Pedidos –
[a] Reproduza o trecho sobre marketing eleitoral começando nas palavras "Mas o povo não" e parando depois de "nem futuro. Mortos.", mas altere "baú" para "armário".
[b] Prossiga com o trecho sobre marketing eleitoral a partir da última frase dele.

Trecho do texto –
══════
Uma fera, portanto, que não tem nome. E muito menos, sobrenome. Que dirá uma história que as mais remotas lembranças poderiam contemplar, sob a pátina do tempo. Ou que a fotografia de um velho álbum de retratos possa testemunhar de um tempo findo, intangível, e por isso mesmo tão lindo.

É desse coração selvagem, mas perfeitamente domesticável, que cuidam os marqueteiros, bilionários, das campanhas eleitorais. Seu mister é produzir um boneco, ou uma boneca, que precisa vender que o produto dos concorrentes.

E vende mesmo, sobretudo se os ventos dos patrocinadores da campanha publicitária puderem soprar com mais força.

Mas o povo não é um coletivo de corações que se despreze, guardados em algum baú, no porão, como os bonecos de pano, bodoques e outros brinquedos da fantasia de nossa infância, sem vida, sem presente nem futuro. Mortos.
══════
Registros fornecidos –
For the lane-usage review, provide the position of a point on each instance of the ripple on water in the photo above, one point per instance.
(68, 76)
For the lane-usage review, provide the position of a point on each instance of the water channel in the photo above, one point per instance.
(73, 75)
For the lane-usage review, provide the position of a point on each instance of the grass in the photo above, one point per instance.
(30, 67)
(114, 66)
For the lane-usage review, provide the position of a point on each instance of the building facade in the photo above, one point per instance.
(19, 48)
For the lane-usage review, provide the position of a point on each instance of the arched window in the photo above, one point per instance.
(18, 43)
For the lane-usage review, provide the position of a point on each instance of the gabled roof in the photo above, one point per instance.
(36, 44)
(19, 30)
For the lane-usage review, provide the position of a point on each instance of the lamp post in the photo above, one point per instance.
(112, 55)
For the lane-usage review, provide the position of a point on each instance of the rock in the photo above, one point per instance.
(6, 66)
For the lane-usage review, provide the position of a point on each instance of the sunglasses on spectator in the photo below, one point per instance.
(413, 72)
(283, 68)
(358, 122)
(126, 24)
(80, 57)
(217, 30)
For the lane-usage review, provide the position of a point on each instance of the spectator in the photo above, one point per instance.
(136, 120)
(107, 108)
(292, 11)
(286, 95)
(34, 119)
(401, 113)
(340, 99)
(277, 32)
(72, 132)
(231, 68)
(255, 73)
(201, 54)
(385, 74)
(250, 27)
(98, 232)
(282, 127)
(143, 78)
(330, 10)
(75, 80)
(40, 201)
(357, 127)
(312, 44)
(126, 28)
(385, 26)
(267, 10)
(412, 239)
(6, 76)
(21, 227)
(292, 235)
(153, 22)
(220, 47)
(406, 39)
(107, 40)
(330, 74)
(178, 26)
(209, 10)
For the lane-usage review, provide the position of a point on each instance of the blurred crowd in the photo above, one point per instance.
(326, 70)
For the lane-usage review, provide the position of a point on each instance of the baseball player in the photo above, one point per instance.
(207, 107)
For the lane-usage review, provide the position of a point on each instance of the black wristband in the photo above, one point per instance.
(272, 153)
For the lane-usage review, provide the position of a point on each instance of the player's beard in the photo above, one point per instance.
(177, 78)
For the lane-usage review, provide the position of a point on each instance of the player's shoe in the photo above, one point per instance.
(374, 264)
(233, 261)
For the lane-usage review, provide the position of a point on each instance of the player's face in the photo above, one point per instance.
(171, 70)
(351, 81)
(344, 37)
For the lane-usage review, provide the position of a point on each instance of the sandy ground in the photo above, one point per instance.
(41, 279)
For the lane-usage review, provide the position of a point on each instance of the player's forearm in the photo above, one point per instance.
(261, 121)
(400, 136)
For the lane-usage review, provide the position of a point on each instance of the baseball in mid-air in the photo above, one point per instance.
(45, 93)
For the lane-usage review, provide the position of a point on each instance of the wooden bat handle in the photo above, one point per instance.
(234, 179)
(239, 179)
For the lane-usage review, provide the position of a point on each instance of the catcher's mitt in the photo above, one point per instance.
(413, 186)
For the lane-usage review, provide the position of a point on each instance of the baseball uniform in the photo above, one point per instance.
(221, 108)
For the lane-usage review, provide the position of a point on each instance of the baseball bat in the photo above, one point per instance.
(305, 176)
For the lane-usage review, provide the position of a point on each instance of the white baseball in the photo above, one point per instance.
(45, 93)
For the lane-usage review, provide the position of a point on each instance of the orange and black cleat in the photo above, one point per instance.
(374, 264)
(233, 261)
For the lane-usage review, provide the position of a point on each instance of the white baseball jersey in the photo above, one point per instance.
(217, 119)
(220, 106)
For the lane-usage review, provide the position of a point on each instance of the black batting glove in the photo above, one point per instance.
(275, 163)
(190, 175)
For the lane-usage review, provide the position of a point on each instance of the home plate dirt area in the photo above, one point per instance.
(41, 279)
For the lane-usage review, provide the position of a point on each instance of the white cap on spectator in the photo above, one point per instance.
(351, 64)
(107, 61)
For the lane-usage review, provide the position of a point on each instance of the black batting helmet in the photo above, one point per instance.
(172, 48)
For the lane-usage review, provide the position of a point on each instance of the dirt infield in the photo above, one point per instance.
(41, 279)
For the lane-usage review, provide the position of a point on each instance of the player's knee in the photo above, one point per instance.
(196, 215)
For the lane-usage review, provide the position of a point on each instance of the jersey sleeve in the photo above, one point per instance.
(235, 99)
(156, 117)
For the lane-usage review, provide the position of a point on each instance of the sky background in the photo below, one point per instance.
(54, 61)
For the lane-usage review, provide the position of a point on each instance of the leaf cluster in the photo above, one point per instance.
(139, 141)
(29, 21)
══════
Respostas em ordem –
[a]
Mas o povo não é um coletivo de corações que se despreze, guardados em algum armário, no porão, como os bonecos de pano, bodoques e outros brinquedos da fantasia de nossa infância, sem vida, sem presente nem futuro. Mortos.

[b]
O povo é a soma de cada um dos corações selvagens, individuais e intransferíveis, que não se confundem com outros. Não se anulam.

É o indivíduo, cada um de nós que se insurge contra todo modelo que ignora essa natureza. Que por tão insondável, maravilhosa e única, inigualável, só pode ser divina.

Assim é o nosso coração selvagem. Para nos proteger dos bárbaro e, ao mesmo tempo, nos desafiar a voltar ao baú do porão para tirar de lá as asas da eternidade que esquecemos de voar.